**Exercise directions**:
Send back exactly the lines from the opening line of the records below through the one with "Can you find the rocky".

>>

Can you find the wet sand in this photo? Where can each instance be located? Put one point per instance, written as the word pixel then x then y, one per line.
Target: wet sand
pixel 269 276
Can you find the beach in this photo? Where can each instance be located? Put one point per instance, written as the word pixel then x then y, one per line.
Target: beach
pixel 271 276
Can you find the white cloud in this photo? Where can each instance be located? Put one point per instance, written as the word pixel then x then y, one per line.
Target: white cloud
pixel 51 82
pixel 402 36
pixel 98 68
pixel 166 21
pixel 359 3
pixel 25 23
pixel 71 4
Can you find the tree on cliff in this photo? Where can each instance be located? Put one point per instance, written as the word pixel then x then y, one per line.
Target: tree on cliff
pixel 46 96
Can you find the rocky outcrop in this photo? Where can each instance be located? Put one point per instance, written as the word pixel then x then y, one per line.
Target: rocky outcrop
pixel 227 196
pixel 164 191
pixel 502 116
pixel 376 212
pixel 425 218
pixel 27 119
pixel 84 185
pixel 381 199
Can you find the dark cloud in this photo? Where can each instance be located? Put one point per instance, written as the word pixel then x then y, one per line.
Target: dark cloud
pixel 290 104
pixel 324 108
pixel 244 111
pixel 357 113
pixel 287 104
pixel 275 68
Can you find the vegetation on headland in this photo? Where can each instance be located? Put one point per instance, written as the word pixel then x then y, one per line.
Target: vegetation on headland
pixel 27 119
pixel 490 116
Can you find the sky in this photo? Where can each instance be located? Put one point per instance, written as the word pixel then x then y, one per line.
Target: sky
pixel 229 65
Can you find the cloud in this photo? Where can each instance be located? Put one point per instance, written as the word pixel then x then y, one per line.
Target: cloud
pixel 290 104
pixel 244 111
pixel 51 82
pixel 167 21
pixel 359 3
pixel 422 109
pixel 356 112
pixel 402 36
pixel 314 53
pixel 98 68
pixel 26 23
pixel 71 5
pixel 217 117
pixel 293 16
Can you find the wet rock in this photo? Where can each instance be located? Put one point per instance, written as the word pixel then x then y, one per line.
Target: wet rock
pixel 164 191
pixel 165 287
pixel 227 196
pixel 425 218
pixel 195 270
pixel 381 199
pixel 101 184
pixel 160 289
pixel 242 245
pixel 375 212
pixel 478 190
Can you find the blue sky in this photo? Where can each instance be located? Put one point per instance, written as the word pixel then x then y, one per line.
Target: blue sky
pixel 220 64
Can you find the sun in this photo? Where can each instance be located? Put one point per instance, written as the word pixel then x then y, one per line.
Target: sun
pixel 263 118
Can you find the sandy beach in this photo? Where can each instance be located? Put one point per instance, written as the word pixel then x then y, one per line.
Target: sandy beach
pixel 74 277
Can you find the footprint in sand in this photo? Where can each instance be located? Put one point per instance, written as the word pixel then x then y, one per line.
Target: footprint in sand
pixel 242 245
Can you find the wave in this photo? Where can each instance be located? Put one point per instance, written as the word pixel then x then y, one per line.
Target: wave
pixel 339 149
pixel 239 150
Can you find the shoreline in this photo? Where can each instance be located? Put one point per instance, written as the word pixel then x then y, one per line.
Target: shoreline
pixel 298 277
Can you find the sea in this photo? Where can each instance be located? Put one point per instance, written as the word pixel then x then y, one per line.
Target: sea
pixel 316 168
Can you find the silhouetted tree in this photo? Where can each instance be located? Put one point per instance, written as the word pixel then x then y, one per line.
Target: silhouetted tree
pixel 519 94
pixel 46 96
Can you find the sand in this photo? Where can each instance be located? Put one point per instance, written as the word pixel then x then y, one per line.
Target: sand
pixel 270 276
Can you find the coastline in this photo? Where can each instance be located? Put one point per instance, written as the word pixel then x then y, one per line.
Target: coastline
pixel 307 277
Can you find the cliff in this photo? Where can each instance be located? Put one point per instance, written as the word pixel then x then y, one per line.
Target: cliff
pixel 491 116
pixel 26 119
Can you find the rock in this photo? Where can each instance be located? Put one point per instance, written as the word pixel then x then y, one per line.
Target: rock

<<

**Task result**:
Can you find the wet sand in this photo? Where can each instance be located? Put one point per instance, written as the word pixel then x then y, one per line.
Target: wet sand
pixel 269 276
Can you find the beach in this photo? Where can each instance be located? Put one point per instance, written as the word pixel then x then y, one per line.
Target: beach
pixel 271 276
Can you find the white cloud in this photo? Where can each instance be located? Put one point per instance, written as the word pixel then x then y, one per line.
Target: white cloud
pixel 51 82
pixel 402 36
pixel 98 68
pixel 166 21
pixel 359 3
pixel 25 23
pixel 71 4
Can you find the tree on cliff in this photo? Where can each instance be located? Put one point per instance, written as the word pixel then x then y, one per line.
Target: tree on cliff
pixel 46 96
Can you find the rocky outcrop in this photo? Where can each instance be located? Put one point per instance, written as the word pixel then x then y, one per line.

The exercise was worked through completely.